START Text for analysis

In scientific language it is called iliotibial band syndrome but it is better known as runner’s knee. This is a continuous pain that affects the lateral part of the knee, particularly during or after a run or a walk with a sustained pace. What exactly is this condition about? What are the most suitable treatments? We talk about this topic with Dr. Stefano Respizzi, director of the Department of Rehabilitation and Functional Recovery in Humanitas.
The pain triggered by inflammation
Ileothiobial Stripe Syndrome is an inflammatory process in the iliotibial area, the last stretch of the lata fascia that covers the superficial muscles of the thigh. This can be caused by mechanical friction, which can be due to an overload in the presence of predisposing factors. Anatomical factors such as knee varus, tibia varus and lower limb dysmetria play a role. In addition, there is overloading, playing sports on hard or uneven ground, or taking improper postures when running or walking.
Possible symptoms, diagnosis and treatment
The “runner’s knee” is initially felt as a feeling of stiffness, particularly in the outer lateral area. Those suffering from it experience knee pain when they flex or extend their joints. Sometimes the pain is such as to prevent the continuation of sporting activity and tends to regress with rest. In the presence of these symptoms, it is advisable to consult a specialist who will assess the flexibility and strength of the muscles, the anatomy of the lower limbs, the patient’s walk and the localization of the pain, also by means of specific tests. Instrumental examinations (ultrasound, radiography) may be useful where differential diagnosis with other similarly symptomatic diseases is necessary. Once the problem has been identified, the therapeutic approach is manifold. In general, we begin with conservative treatments including cryotherapy, infiltration, laser therapy and shock waves, to be combined with stretching exercises of the lata band and iliotibial band and the adoption of personalized athletic inserts, to be inserted into the shoes during sport practice. The insoles, in fact, absorb the stresses to which the knee is subjected to and balance the posture, generally allowing a return to the practice of sport. In some rare cases, surgical intervention is required.

END Text for analysis
START Provided information

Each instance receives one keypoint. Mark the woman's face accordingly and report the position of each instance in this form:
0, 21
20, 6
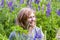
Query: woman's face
31, 20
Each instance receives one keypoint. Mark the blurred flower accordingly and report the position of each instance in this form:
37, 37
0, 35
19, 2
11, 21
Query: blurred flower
37, 1
21, 1
58, 12
38, 8
48, 9
10, 3
2, 3
43, 8
38, 35
48, 12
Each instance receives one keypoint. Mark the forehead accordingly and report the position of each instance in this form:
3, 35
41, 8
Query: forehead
32, 14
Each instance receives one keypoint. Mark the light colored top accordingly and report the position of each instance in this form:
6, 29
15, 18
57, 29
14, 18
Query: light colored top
36, 34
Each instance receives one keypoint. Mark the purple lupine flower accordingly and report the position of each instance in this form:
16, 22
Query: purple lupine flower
48, 5
38, 35
38, 8
10, 4
43, 7
48, 12
21, 1
48, 9
58, 12
2, 3
37, 1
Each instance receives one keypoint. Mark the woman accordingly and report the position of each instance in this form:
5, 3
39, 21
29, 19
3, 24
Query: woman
27, 20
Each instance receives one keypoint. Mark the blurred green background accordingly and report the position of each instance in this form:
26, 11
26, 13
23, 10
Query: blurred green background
48, 22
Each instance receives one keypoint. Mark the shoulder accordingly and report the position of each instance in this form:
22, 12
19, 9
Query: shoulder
39, 31
12, 35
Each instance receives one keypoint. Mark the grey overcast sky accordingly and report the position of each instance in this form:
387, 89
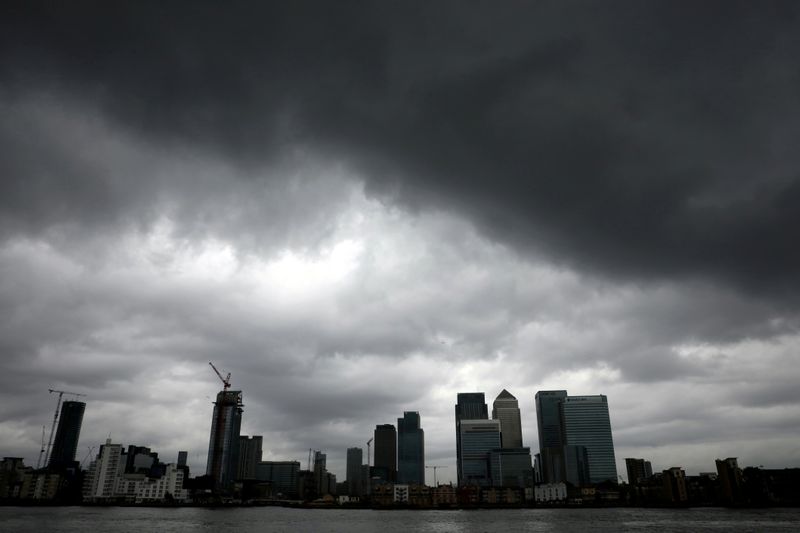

END Provided information

Work task =
Answer from the text on runner's knee:
(a) Which anatomical factors does it say play a role in the condition?
(b) Which instrumental examinations may be useful when a differential diagnosis is needed?
(c) What do the personalized athletic insoles do for the knee and posture?

Answer section =
(a) Knee varus, tibia varus and lower limb dysmetria.
(b) Ultrasound and radiography.
(c) They absorb the stresses the knee is subjected to and balance the posture.